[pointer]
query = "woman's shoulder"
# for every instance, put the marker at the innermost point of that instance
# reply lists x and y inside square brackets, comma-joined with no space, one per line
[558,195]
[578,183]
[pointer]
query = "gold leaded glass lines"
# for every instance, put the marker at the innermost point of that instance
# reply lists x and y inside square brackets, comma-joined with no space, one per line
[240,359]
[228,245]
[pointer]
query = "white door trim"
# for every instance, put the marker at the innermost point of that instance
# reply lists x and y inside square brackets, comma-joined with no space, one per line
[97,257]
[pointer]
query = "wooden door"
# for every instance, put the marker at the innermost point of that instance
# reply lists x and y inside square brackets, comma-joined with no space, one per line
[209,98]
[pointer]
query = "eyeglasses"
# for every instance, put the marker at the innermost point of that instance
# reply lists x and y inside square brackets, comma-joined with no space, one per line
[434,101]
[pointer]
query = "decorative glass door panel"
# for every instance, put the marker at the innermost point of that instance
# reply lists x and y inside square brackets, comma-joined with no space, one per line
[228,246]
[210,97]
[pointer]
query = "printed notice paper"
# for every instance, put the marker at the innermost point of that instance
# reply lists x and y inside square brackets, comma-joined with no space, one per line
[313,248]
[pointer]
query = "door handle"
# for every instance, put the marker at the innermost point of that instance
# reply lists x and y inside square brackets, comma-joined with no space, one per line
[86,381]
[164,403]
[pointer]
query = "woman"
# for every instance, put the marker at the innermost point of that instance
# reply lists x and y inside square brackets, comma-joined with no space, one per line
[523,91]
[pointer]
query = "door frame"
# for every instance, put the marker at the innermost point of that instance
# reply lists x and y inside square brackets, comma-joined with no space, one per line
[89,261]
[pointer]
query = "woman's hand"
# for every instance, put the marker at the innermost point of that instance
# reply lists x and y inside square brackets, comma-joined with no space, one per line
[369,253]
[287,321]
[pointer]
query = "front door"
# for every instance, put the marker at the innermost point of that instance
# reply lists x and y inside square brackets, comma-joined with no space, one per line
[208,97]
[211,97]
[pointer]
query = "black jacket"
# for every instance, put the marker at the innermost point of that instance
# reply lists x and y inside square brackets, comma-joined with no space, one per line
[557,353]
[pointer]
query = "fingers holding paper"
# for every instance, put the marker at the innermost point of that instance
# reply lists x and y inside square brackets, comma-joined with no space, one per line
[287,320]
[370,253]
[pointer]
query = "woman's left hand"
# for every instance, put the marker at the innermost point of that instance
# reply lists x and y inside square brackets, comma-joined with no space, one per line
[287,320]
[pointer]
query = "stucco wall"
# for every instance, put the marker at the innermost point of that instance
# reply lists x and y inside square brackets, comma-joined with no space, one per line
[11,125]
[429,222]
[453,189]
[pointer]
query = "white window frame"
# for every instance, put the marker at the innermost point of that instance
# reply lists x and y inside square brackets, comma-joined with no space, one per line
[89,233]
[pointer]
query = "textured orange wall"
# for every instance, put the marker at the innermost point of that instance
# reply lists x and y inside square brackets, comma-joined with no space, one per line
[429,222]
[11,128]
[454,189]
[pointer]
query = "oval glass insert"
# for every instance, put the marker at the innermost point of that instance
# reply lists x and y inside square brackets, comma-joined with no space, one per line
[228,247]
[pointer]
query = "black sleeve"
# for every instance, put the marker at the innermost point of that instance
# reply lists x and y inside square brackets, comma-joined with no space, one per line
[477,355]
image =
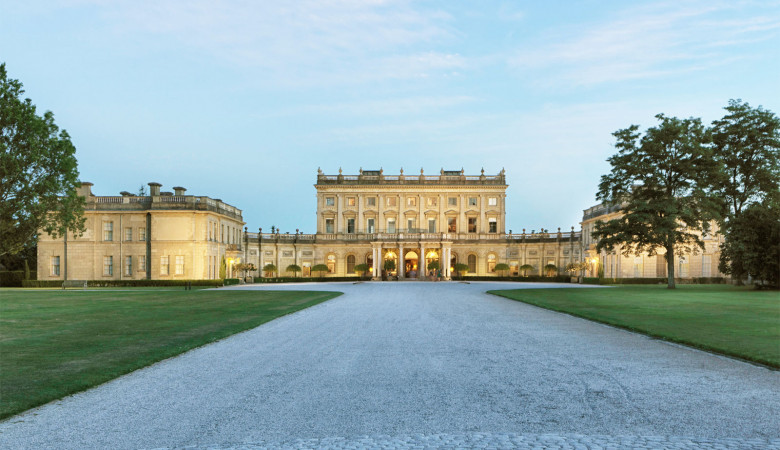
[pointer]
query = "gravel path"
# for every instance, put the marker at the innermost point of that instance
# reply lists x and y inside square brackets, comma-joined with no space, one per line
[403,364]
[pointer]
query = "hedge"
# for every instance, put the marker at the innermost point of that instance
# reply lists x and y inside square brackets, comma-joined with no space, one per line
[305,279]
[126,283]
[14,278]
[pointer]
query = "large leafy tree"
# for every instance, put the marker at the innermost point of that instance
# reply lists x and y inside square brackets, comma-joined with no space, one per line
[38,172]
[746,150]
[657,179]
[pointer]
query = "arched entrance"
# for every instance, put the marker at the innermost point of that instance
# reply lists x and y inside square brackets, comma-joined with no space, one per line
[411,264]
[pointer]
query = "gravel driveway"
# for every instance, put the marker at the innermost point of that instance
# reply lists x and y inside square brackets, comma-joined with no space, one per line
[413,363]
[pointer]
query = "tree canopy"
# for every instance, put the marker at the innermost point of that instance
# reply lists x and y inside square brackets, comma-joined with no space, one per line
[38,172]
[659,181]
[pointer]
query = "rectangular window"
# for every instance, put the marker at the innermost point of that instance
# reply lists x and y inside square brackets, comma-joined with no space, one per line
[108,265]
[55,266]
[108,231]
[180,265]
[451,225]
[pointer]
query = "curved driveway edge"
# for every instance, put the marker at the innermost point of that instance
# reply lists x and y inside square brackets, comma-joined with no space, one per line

= = = = =

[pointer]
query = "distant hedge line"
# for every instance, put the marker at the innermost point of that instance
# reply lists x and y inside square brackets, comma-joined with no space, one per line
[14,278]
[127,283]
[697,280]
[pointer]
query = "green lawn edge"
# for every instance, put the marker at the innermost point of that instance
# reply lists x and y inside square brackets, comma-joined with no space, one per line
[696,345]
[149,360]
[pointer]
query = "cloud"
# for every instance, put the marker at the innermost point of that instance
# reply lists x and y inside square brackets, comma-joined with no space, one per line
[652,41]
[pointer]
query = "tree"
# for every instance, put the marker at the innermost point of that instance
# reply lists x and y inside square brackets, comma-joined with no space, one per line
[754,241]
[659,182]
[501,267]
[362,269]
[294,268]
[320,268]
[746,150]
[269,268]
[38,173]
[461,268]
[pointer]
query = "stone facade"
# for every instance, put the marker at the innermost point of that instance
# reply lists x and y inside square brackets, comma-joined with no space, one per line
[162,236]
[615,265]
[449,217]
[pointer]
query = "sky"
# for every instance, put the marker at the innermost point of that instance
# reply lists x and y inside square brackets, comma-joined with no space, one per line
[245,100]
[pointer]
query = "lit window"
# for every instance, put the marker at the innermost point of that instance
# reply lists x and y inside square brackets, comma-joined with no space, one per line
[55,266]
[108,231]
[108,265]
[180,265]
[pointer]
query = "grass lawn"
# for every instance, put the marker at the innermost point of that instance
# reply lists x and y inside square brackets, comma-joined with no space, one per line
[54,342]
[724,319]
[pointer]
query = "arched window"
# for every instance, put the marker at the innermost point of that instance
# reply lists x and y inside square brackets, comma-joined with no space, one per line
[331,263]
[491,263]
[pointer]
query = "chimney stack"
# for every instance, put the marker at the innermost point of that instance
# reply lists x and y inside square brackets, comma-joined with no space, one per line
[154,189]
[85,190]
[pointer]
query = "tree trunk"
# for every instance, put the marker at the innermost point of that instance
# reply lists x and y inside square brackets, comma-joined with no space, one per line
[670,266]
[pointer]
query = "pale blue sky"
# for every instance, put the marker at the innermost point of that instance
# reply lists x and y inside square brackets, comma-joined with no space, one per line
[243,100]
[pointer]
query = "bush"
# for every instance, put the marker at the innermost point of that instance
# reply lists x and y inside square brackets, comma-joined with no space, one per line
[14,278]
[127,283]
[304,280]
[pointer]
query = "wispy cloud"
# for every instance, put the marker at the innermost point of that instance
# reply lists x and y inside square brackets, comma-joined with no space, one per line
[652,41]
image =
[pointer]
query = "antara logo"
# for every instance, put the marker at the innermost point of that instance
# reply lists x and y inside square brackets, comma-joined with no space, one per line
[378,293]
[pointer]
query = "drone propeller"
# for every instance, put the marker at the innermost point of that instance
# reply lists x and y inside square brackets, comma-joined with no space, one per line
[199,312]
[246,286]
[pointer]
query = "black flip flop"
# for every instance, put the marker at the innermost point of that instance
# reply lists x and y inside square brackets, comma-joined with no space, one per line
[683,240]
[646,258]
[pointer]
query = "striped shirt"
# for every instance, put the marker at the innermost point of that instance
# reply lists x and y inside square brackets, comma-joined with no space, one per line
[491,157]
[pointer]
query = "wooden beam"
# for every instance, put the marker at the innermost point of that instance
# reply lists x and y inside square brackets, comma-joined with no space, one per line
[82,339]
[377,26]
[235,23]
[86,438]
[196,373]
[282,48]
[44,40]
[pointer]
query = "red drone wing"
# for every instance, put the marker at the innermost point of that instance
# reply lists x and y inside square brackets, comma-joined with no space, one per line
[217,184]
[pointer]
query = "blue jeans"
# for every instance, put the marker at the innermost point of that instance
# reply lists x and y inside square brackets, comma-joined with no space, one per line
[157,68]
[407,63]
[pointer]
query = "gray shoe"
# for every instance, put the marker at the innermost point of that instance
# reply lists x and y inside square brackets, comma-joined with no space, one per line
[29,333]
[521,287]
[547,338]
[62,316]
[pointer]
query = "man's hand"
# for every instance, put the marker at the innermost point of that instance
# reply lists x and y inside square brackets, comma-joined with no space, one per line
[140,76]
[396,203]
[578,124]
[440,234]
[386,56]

= = = = =

Please return every line of the records above that contains the word "white".

query = "white door trim"
query = "white window frame"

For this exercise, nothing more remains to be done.